To do. Transcribe the passage of the article on quarantined couples below that falls between "Last week my" and "own recent experience.", inclusive.

Four Relationship Remedies for Quarantined Couples
Paths to intimacy when you're on each other's last nerve
Posted April 16, 2020 Reviewed by Matt Huston

Last week my good friend Justin in Texas tweeted, “I’ve been married to a dietician for nearly 18 years. I’ve never been trapped at home with her for weeks on end.” You may easily convert Justin’s sentiment into the language of your own recent experience.
Given my profession, it’s not uncommon for me to be asked for marriage advice. This seems as good a time as ever to offer some. You may think these tips should go without saying, but in my professional experience as a marriage and family therapist and my own personal experience of 15 years of marriage, they have not.
Seek to understand before demanding to be understood
Arguments drenched in defending, criticizing, and debating facts cause vicious cycles of resentment and emotional paralysis. It is not easy to listen humbly and negotiate vulnerably through the tremble of raw emotion. Yet, when empathy is experienced, togetherness is more likely to be experienced, even in conflict. Dr. Sue Johnson, a leading expert on couple’s therapy in Ottawa, Canada, has written of fighting couples, “Both are terrified; they are just dealing with it differently. Trouble is, once they start this blame-distance loop, it confirms all their fears and adds to their sense of isolation.”

Recorded information.
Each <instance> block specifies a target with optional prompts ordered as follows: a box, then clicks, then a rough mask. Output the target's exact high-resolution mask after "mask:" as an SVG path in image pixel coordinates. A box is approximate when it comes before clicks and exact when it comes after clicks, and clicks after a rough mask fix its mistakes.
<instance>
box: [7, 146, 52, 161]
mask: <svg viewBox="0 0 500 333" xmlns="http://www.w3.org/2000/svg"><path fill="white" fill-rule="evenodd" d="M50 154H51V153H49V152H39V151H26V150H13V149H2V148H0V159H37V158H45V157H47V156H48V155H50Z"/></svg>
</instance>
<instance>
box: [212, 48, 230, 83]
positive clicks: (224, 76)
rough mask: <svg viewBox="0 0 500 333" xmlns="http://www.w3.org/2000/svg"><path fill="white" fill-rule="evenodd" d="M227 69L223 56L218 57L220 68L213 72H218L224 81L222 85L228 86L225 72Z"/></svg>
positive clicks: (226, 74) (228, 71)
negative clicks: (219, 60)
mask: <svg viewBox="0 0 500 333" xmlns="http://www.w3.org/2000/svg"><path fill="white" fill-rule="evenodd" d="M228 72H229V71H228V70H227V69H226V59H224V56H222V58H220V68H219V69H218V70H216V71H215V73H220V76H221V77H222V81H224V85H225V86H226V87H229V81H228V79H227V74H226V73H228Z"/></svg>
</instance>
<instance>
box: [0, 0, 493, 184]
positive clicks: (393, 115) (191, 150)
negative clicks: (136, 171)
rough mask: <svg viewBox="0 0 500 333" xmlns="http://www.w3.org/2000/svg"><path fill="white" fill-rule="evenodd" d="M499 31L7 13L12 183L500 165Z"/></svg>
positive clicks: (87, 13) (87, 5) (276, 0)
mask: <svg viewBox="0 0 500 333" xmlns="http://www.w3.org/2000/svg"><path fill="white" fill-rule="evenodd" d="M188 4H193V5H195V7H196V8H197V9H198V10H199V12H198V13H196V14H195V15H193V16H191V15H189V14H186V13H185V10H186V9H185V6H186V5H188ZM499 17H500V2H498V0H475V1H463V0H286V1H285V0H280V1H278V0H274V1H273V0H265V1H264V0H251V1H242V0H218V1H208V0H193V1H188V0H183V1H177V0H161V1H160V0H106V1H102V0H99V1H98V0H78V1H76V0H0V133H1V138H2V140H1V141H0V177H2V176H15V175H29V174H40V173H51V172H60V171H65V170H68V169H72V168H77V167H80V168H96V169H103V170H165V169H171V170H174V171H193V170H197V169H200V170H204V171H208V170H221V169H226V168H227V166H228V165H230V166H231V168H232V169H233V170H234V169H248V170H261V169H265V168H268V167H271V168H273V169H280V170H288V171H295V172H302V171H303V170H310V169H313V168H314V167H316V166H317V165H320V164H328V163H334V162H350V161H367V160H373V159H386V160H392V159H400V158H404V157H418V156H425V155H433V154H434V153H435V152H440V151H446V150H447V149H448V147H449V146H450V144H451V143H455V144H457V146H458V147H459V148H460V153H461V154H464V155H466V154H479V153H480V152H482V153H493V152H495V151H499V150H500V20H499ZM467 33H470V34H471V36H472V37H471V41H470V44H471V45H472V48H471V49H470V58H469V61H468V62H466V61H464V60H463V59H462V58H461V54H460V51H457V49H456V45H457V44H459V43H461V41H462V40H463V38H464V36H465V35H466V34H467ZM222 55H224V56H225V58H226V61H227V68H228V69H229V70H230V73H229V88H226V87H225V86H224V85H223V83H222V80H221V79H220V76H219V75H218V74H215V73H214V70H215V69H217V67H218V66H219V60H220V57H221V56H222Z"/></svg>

Worked solution.
Last week my good friend Justin in Texas tweeted, “I’ve been married to a dietician for nearly 18 years. I’ve never been trapped at home with her for weeks on end.” You may easily convert Justin’s sentiment into the language of your own recent experience.